### EXTRAIT

====

Enfin, après deux ans et demi de massacres, de ravages, d’incendies, de crimes et de malheurs de toute espèce, l’assemblée de factieux et de révoltés, connue sous le nom d’Assemblée Nationale, vient d’achever ce qu’elle nomme la Constitution Françoise, que les trois-quarts des François répètent sans s’entendre, croyant désigner une forme de gouvernement supérieure à toutes les autres, qui doit faire la gloire du Royaume et le bonheur du Peuple, et qui n’est aux yeux de la raison, qu’un assemblage dégoûtant de conceptions factieuses, d’inventions absurdes de décrets dictés par la révolte, l’ignorance, la cupidité, l’orgueil et l’impiété, monument éternel et hideux de la folie et de la perversité humaine.

====

### DONNÉES AFFICHÉES

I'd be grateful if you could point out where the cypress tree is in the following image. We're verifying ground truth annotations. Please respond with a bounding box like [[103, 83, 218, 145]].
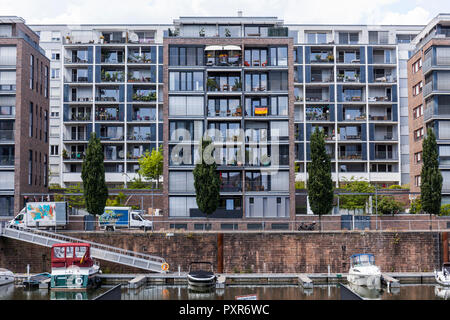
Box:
[[193, 139, 220, 216], [420, 128, 442, 229], [307, 127, 334, 229], [81, 132, 108, 215]]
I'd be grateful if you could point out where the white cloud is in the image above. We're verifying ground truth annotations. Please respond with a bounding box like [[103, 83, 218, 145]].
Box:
[[380, 7, 432, 25]]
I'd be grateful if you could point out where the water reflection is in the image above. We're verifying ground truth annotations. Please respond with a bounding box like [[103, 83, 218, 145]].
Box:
[[0, 284, 450, 300]]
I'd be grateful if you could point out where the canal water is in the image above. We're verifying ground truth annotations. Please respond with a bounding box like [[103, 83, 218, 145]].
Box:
[[0, 284, 450, 300]]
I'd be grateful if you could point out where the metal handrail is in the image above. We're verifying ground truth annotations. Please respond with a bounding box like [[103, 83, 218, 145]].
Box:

====

### SÉRIE DE TÂCHES
[1] Restituez le passage de l'extrait sur la Constitution compris entre « Enfin, après deux » et « la perversité humaine. », ces deux bornes incluses.
[2] Répondez aux questions suivantes d'après l'extrait sur la Constitution.
(a) Combien de temps se sont écoulés, selon l'extrait, avant l'achèvement de la Constitution ?
(b) Sous quel nom l'assemblée est-elle connue ?
(c) Quelle part des François répète le nom de la Constitution sans s'entendre ?
[3] Rédigez la suite de l'extrait sur la Constitution Françoise, en reprenant après sa dernière phrase.
Les données ci-dessus proviennent d'une autre source que l'extrait.

### RÉPONSES PAR TÂCHE
[1]
Enfin, après deux ans et demi de massacres, de ravages, d’incendies, de crimes et de malheurs de toute espèce, l’assemblée de factieux et de révoltés, connue sous le nom d’Assemblée Nationale, vient d’achever ce qu’elle nomme la Constitution Françoise, que les trois-quarts des François répètent sans s’entendre, croyant désigner une forme de gouvernement supérieure à toutes les autres, qui doit faire la gloire du Royaume et le bonheur du Peuple, et qui n’est aux yeux de la raison, qu’un assemblage dégoûtant de conceptions factieuses, d’inventions absurdes de décrets dictés par la révolte, l’ignorance, la cupidité, l’orgueil et l’impiété, monument éternel et hideux de la folie et de la perversité humaine.

[2]
(a) Deux ans et demi.
(b) Sous le nom d'Assemblée Nationale.
(c) Les trois-quarts.

[3]
C’est dans ce court délai de deux années, que sous le nom de révolution, la plus horrible conjuration dont l’Histoire du monde fasse mention, produit plus de crimes et de maux, que dix siècles de barbarie ; c’est aux yeux de l’Europe armée, qu’une horde de vils scélérats, détrône un Monarque vertueux, modèle de bienfaisance, attaque impunément tous les Souverains, et soulève leurs Peuples contre eux. Appellé par son Souverain, pour l’aider à réparer le désordre des Finances, cette infernale Assemblée arbore l’étendart de la rébellion, détruit la Monarchie, anéantit la Religion, renverse les Autels, ravage et pille les Provinces, attaque et envahit toutes les propriétés, éguise mille poignards contre son Roi et son auguste Famille, fait égorger cent mille Citoyens, dévoue à la persécution et aux supplices tous ceux qui gémissent sur tant de forfaits, ou qui restent fidèles à leur Roi, se maintient dans cette effroyable puissance, par les moyens d’un million d’assassins armés, nommés amis de la Constitution, et rassasiés de sang et de pillage, se retire sans obstacle et sans responsabilité, au milieu des imprécations et des cris agonisans de tous les malheureux qu’elle a fait, chargée de l’anathême de tous les honnêtes gens laissant le Royaume aux abois, et tous les bons François dans le désespoir.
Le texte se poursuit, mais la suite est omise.